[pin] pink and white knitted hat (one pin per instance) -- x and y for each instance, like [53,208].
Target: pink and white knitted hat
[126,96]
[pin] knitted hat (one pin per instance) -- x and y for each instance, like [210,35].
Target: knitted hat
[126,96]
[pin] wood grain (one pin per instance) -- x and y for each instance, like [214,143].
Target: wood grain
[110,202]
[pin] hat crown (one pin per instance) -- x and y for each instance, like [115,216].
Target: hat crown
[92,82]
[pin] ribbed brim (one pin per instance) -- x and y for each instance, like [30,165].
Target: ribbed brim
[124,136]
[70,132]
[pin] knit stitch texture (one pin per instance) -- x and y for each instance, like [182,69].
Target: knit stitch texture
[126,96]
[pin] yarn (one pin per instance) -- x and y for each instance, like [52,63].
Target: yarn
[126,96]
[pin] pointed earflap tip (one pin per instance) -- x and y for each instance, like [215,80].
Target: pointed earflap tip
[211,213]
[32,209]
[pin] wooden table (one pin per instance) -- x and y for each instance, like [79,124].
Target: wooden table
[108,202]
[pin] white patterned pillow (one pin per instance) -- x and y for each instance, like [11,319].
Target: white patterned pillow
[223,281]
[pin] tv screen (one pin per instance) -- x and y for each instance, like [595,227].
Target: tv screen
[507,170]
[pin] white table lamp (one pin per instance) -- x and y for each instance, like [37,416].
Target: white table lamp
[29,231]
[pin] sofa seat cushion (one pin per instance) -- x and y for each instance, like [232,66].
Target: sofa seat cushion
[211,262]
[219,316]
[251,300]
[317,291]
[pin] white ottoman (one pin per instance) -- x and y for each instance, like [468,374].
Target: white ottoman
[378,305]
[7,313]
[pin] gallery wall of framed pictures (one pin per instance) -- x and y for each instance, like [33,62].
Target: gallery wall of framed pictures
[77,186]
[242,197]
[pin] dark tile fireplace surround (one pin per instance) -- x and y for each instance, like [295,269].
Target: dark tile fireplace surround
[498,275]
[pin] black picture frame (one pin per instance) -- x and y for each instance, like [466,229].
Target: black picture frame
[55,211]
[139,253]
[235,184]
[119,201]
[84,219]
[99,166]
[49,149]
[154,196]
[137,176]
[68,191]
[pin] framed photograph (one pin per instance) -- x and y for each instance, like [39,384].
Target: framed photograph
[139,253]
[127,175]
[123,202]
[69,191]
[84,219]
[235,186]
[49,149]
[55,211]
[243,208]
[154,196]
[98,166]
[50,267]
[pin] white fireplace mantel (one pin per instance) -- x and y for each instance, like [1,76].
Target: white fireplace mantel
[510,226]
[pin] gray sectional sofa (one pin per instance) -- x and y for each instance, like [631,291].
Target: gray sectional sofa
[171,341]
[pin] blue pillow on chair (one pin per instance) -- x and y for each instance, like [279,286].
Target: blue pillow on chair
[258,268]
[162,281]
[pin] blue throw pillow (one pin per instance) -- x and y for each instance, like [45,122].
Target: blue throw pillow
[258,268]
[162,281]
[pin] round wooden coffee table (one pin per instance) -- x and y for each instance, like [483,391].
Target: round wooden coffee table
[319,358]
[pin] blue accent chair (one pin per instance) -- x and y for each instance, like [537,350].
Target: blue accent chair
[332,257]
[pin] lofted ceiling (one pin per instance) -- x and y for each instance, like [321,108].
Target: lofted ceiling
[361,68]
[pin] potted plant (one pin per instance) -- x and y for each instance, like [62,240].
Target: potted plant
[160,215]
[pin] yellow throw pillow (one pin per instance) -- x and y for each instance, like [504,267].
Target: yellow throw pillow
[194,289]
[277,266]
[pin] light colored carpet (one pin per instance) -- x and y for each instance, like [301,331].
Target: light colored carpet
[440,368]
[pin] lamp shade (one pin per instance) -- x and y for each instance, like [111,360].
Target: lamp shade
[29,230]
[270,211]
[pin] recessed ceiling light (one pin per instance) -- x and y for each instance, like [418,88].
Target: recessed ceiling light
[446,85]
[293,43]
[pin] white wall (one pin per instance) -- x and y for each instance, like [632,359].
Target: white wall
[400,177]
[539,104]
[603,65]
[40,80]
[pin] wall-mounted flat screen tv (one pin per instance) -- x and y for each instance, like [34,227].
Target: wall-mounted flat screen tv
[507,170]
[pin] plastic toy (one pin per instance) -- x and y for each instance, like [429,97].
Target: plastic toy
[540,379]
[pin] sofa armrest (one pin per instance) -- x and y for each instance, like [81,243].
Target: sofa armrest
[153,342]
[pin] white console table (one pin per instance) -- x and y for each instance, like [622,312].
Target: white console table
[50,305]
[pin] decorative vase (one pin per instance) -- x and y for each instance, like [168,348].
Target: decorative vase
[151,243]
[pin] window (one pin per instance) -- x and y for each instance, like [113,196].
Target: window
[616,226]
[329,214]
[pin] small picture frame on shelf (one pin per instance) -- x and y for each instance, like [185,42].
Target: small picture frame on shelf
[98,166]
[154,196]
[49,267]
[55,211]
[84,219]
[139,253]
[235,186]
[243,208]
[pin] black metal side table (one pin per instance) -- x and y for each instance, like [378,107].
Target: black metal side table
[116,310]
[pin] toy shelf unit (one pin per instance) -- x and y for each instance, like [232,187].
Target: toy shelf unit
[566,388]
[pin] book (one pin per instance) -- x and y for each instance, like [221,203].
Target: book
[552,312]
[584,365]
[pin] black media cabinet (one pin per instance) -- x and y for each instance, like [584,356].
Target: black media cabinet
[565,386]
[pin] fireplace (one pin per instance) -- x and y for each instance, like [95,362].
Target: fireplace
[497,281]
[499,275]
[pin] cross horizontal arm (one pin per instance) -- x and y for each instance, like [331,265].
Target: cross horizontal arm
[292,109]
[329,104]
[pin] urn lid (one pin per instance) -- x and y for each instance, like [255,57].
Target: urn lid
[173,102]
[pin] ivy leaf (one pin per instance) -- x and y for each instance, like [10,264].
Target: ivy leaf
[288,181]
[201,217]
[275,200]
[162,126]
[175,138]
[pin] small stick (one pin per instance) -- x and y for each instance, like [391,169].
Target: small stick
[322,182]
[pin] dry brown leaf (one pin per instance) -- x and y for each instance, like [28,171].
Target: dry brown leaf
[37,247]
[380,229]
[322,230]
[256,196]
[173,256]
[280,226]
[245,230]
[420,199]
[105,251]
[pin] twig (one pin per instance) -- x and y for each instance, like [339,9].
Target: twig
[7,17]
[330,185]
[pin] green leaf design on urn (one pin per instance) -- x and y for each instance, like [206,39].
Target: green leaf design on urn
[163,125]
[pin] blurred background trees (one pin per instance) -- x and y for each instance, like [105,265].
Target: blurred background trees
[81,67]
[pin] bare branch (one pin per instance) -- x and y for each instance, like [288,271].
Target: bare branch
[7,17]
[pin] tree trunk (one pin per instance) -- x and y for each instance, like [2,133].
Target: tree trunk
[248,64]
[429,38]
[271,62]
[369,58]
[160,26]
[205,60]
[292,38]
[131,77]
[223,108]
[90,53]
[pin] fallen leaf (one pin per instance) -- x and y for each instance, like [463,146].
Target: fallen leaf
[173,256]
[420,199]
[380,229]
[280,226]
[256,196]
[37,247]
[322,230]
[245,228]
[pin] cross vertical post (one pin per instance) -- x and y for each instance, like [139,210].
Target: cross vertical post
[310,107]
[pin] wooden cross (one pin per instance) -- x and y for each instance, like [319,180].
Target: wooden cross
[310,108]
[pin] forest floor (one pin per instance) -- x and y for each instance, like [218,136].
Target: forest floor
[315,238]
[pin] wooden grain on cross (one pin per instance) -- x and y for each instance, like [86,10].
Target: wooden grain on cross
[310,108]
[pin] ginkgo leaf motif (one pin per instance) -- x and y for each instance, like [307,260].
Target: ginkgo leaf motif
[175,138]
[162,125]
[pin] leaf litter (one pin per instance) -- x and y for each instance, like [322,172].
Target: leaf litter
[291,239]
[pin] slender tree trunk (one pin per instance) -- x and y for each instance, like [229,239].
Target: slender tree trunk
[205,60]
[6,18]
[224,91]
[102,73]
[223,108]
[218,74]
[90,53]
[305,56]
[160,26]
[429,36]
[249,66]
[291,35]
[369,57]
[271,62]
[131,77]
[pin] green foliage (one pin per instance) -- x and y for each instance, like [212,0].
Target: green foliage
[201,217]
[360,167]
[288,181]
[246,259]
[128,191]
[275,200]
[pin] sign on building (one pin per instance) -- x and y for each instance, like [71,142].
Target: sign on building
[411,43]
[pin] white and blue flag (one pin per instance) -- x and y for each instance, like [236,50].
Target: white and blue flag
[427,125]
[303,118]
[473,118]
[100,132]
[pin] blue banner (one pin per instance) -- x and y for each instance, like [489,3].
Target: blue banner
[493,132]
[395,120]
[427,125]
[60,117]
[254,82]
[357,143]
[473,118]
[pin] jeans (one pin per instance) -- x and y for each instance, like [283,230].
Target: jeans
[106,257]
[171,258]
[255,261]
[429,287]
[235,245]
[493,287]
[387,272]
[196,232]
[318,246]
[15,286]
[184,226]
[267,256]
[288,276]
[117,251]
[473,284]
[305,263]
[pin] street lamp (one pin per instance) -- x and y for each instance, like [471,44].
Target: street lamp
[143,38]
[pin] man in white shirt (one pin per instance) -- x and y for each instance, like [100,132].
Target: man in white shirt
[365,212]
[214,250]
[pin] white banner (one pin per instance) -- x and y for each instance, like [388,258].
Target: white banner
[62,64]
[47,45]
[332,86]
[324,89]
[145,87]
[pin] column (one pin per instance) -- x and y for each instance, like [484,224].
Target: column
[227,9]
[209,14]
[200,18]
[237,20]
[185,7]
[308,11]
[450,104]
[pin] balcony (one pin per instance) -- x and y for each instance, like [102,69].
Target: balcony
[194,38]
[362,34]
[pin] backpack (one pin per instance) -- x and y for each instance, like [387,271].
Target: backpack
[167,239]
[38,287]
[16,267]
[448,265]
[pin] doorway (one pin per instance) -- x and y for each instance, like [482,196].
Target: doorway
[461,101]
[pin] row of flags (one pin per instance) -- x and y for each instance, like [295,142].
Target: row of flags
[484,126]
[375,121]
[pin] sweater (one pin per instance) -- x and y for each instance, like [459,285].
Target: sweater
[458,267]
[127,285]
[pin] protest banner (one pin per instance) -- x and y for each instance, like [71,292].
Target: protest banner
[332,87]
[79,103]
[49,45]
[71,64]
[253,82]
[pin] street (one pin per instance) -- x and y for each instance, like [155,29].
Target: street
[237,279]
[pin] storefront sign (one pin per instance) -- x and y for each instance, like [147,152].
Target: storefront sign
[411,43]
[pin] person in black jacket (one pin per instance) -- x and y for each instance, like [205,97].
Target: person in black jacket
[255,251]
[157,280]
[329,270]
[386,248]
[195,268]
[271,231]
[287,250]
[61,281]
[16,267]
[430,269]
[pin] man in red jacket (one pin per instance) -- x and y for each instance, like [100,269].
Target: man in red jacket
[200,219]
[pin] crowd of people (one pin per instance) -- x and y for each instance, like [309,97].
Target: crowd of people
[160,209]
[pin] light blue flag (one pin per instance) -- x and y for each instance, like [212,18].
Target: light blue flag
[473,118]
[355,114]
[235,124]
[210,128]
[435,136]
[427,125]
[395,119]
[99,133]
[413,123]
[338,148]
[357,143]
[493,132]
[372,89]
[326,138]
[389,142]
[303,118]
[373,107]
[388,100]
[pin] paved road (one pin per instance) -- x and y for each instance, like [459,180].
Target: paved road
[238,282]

What is required — Exactly reproduce the lines from the one containing "[pin] storefront sign" through the end of the records, and only those lines.

Answer to this problem —
[pin] storefront sign (one pin per instance) -- x and y for each instance, like [147,152].
Target: storefront sign
[411,43]
[pin] person in black jacket (one pin per instance) -- x and y for each instance, like [205,97].
Target: person in black jacket
[255,251]
[157,280]
[329,270]
[386,248]
[195,268]
[271,231]
[287,250]
[61,281]
[16,267]
[430,269]
[pin] man in red jacket (one pin per instance) -- x and y for each instance, like [100,269].
Target: man in red jacket
[200,219]
[pin] crowd of people (one pin per instance) -- x and y for each instance, like [309,97].
Target: crowd of people
[160,209]
[pin] light blue flag (one pin per instance) -- x and y for each instance, like [212,18].
Target: light blue flag
[473,118]
[355,114]
[235,124]
[210,128]
[435,136]
[427,125]
[395,119]
[99,133]
[413,123]
[338,148]
[357,143]
[493,132]
[372,89]
[326,138]
[389,142]
[303,118]
[373,107]
[388,100]
[pin] paved road (one pin per instance) -- x and y for each instance, like [459,180].
Target: paved road
[238,282]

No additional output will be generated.